- [Extracted text]
☆ ☆ ☆

Also, if you're wrong, shorts have the effect of not only losing you money, but giving energy to rise when you get liquidated or voluntarily close your position. You must close you shorts at some point, otherwise you go bankrupt, which means buying and driving the price higher.
On the other hand, a long position (non leveraged) on a dying asset is something you ride all the way to zero if your pride demands it, without forcing you to feed into the direction you don't want to be true. So long as it's not 100% of your portfolio, you won't go broke holding it into the ground.
Bitcoin is an inflation hedge and a durable store of value. Tulips were 100% pure short term speculative venture with zero durability. Bitcoin has a value proposition outside of day trading speculators.
Right now people holding BTC long term is at all time highs. They are fundamentally different and it is a silly comparison.
agreed. but so is any risk asset. Tulips as well...
> and a durable store of value.
Compared to USD its quite volatile. So in terms of inflation hedge + durable store of value I would much rather be in gold where daily or weekly fluctuations can be stomached.
> short term speculative
I think Taleb is saying bitcoin is a bubble like tulips were. The tulip mania lasted a few months or so. The fact that the bitcoin "bubble" has lasted longer does not in itself mean it is not a bubble. Only time will tell.
> Bitcoin has a value proposition outside of day trading speculators
I would argue that the vast majority of the reason for bitcoin's existence today is speculation and trading. We are 10+ years in and we still don't have a viable decentralized infrastructure based on crypo. In fact, the entire value of cryptocurrency is derived from centralized finance. Companies like Coinbase make a big splash about all this - but their market cap is derived from listing on the NYSE and their very business model is predicated on storing keys for everyone and being a central place for trading.
Explain to me how Bitcoin is any different than the meme stocks of today? (Gamestop, AMC and many more...). Bitcoin is the symptom of simply too much money on the sidelines. It is the monetary equivalent of the social amplification you get from making a tweet that suddenly goes viral.

☆ ☆ ☆

Stored items:
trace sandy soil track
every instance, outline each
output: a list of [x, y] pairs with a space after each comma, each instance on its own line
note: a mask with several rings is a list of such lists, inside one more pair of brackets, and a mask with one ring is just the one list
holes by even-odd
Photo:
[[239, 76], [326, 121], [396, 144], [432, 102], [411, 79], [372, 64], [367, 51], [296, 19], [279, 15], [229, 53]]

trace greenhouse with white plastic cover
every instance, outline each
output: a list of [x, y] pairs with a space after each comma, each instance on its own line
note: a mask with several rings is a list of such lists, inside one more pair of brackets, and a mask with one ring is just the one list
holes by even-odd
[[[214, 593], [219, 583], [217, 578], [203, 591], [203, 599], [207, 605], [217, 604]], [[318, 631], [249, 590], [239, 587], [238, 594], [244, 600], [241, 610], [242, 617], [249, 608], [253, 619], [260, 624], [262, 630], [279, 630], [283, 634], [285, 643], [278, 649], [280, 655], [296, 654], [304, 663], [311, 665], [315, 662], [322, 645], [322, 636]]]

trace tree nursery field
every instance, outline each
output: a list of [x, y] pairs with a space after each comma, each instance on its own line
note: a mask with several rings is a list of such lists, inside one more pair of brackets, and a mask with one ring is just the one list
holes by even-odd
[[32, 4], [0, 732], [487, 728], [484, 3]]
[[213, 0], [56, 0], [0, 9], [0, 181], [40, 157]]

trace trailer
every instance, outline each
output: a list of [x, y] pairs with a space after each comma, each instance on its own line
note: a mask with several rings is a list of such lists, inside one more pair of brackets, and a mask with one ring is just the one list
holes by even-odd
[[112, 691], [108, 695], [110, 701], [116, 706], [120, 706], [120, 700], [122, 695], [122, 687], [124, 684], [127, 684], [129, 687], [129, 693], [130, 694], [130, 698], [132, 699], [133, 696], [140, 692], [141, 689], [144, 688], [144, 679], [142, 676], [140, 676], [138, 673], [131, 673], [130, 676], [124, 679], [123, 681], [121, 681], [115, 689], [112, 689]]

☆ ☆ ☆

- [Exercise instructions]
[1] From the Bitcoin discussion, quote word for word the part that opens with the words containing "Bitcoin is an inflation" and closes with "day trading speculators.".
[2] Extend the Bitcoin discussion, continuing on from its final sentence.
The rows are material separate from the Bitcoin discussion.

- [Task answers]
[1]
Bitcoin is an inflation hedge and a durable store of value. Tulips were 100% pure short term speculative venture with zero durability. Bitcoin has a value proposition outside of day trading speculators.

[2]
In defense of crypto, I will say one thing: the creativity in the space is amazing. The pace of innovation, ideas and new concepts is heartening to see. What I expect from all this, however, is maybe 95% of it will disappear and we will remain with 5% of the innovation in the crypto space. I don't know what that 5% looks like - but it will probably be focused on the tech that disrupts existing payment structures and marketplaces - and less so about store of value.
You could also say it's like a trojan horse. Irresistibly beautiful, but inside lies the seeds of destruction that could free people from oppression and allow better and more efficient human organization. A Bitcoin moonboy in the USA fueled by their selfish greed is helping to empower someone on the other side of the world living under an authoritarian regime with hyperinflation and financial censorship.
I think this is a beautiful alignment of incentives. We accept that people are greedy, and provide them something that satisfies their greed, which is used to build a better financial system for the world.
Slightly tangential, but I'm generally fascinated by the idea of aligning incentives to create mechanisms that do good in the world. Instead of expecting people to be different than their base natures, change the game they're playing such that allowing them to follow human instinct effects positive change in the world. I don't yet have a clear idea how this could be applied to something like environmentalism, but it does make me wonder if it's possible. Is there a way to incentivise greed and harness the power to reduce CO2, clean the oceans, and restore ecosystems?